===== Исходный текст =====

Польская тетрадь
Польская тетрадь
Я перелистываю последнюю тетрадь своего походного дневника. На ней надпись: «Польская тетрадь, 1944». Обстоятельства сложились так, что мне не довелось следовать со своими фронтовыми друзьями дальше…
Итак, восьмое октября 1944 года. Я снова лечу в действующую армию — на этот раз к берегам Вислы. Где-то там, неподалеку, стоит сейчас 1-я гвардейская танковая армия, она только что отличилась при захвате обширного плацдарма на западном берегу реки, у города Сандомир.
На московском аэродроме неожиданно встречаю своего фронтового знакомого — генерала Николая Ивановича Труфанова, одного из героев Сталинградской битвы. Я видел его в трудных боях на Украине. Расстались мы с ним, когда он был назначен комендантом только что освобожденного Харькова; на него легла тогда невыразимо тяжелая задача — вдохнуть жизнь в умерщвленный гитлеровцами огромный город. И вот теперь, год с лишним спустя, он воюет уже в Польше, за Люблином. Николай Иванович уговаривает меня заглянуть в войска генерала Колпакчи, где он сейчас служит, тем более что это мне по пути.
Москва провожает нас дождем и туманом. Почти до самого Минска летим в сплошной облачности, вслепую. Самолет зверски бросает. И вдруг над Минском черные тучи расходятся, в просветах сверкает солнце, и под нами раскрывается неописуемое зрелище — мы видим свежие следы совсем недавно закончившейся тут величайшей битвы этой войны: бесконечные зигзаги окопов, тысячи глубоких воронок, нескончаемые вереницы обгоревших автомобилей, танков, выгоревшие дотла селения, на аэродромах изуродованные немецкие самолеты, на огневых позициях — умолкшие батареи.
Мы молча вглядываемся в иллюминаторы, бессильные подавить охватившее нас волнение. О том, что здесь произошло, было уже много написано и рассказано; статьи, фотографии и кинокадры фронтовых корреспондентов разнесли по всему свету картины, изображавшие катастрофу гитлеровской армии в Белоруссии. И все же надо было увидеть это своими глазами с воздуха, чтобы составить себе полноценное представление о масштабах беспрецедентной операции, в ходе которой наши войска разбили вдребезги вражескую группу армии «Центр» и продвинулись на запад на 550–600 километров.
Зажатая в клещи, разрубленная на части, загнанная в котлы, отборная группа армий Гитлера была буквально раздавлена. В памяти у всех нас была свежа картина, которую москвичи увидели в один из июльских дней: конвоиры провели по улицам столицы колонну из 57 600 пленных гитлеровцев, захваченных в Белоруссии. В числе пленных были двенадцать генералов — три командира корпуса и девять командиров дивизий.

=====

● Краткое задание A
Дословно перепишите отрывок текста «Польская тетрадь», начиная со слов «Мы молча вглядываемся» и заканчивая словами «на 550–600 километров.».
● Краткое задание B
Сколько генералов, согласно тексту «Польская тетрадь», было среди пленных, которых провели по улицам Москвы?

===== Набор строк =====

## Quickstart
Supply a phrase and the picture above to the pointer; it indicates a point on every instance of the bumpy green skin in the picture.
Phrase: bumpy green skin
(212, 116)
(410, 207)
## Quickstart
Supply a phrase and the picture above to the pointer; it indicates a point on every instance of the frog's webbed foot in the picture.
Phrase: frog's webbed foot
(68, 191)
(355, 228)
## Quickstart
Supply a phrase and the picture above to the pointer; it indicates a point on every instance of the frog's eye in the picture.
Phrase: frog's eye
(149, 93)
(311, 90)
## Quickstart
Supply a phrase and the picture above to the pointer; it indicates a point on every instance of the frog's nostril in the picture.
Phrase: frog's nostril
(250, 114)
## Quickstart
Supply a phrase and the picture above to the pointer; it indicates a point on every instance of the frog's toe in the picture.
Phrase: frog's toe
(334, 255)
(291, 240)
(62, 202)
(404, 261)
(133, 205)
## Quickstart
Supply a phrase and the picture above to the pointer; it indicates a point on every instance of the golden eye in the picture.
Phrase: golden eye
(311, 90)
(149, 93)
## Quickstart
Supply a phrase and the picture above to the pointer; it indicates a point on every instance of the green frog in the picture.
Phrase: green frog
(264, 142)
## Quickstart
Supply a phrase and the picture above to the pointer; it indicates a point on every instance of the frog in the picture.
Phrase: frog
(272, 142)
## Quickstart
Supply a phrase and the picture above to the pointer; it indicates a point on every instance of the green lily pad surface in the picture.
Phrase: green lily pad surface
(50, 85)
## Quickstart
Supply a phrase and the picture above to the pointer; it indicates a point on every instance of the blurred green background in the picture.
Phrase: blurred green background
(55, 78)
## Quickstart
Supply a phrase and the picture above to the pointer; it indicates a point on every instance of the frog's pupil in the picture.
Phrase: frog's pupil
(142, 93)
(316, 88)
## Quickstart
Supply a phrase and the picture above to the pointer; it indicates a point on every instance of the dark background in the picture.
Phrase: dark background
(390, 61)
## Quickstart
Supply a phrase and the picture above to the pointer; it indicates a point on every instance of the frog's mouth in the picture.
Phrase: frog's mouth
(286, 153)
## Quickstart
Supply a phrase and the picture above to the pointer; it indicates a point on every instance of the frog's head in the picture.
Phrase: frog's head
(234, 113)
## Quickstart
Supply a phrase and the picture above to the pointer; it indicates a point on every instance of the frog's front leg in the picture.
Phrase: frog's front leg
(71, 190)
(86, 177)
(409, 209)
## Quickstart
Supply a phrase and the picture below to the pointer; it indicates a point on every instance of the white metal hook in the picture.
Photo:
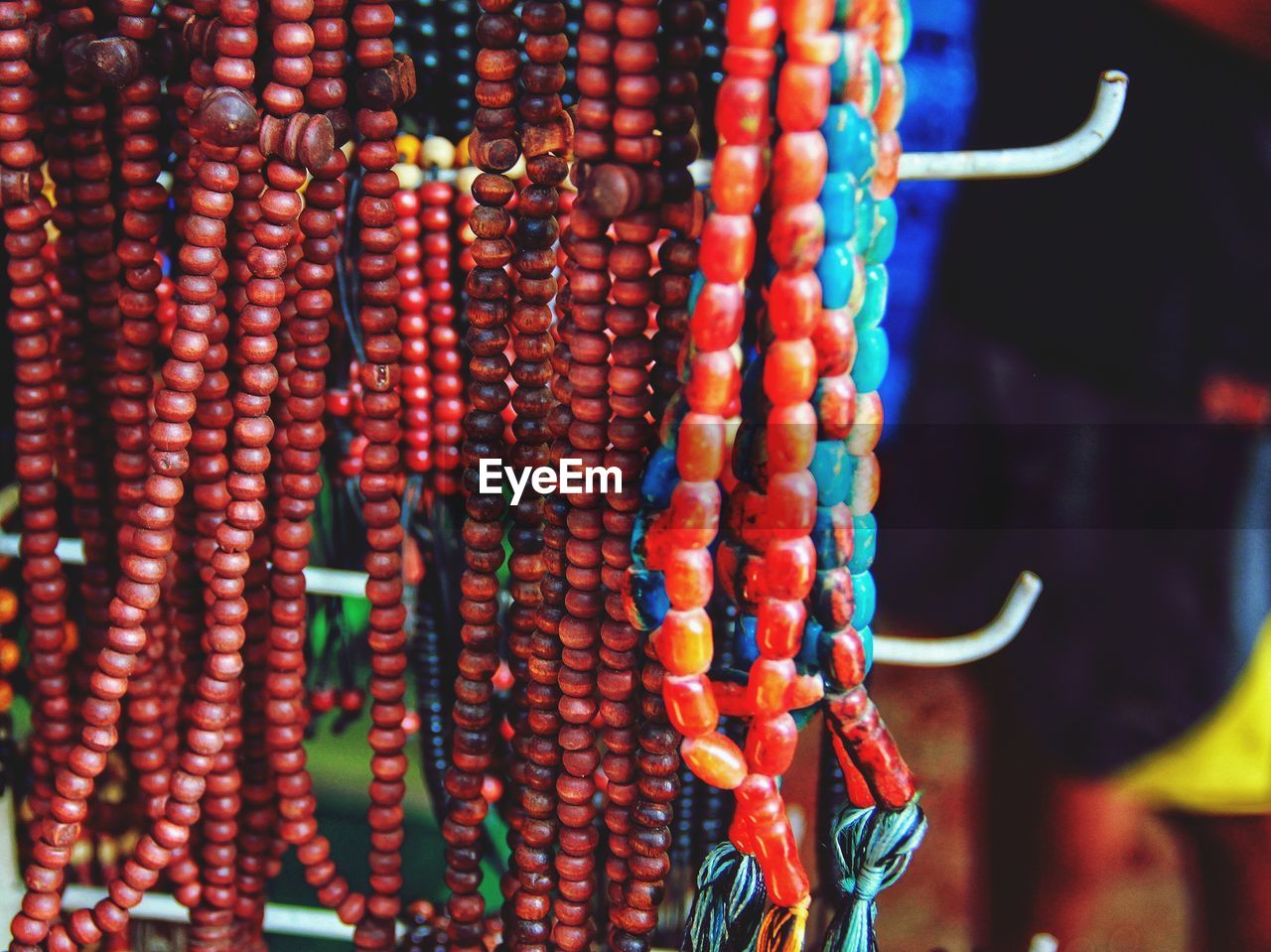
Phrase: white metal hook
(972, 646)
(1033, 162)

=====

● Ответ на задание A
Мы молча вглядываемся в иллюминаторы, бессильные подавить охватившее нас волнение. О том, что здесь произошло, было уже много написано и рассказано; статьи, фотографии и кинокадры фронтовых корреспондентов разнесли по всему свету картины, изображавшие катастрофу гитлеровской армии в Белоруссии. И все же надо было увидеть это своими глазами с воздуха, чтобы составить себе полноценное представление о масштабах беспрецедентной операции, в ходе которой наши войска разбили вдребезги вражескую группу армии «Центр» и продвинулись на запад на 550–600 километров.

● Ответ на задание B
Двенадцать: три командира корпуса и девять командиров дивизий.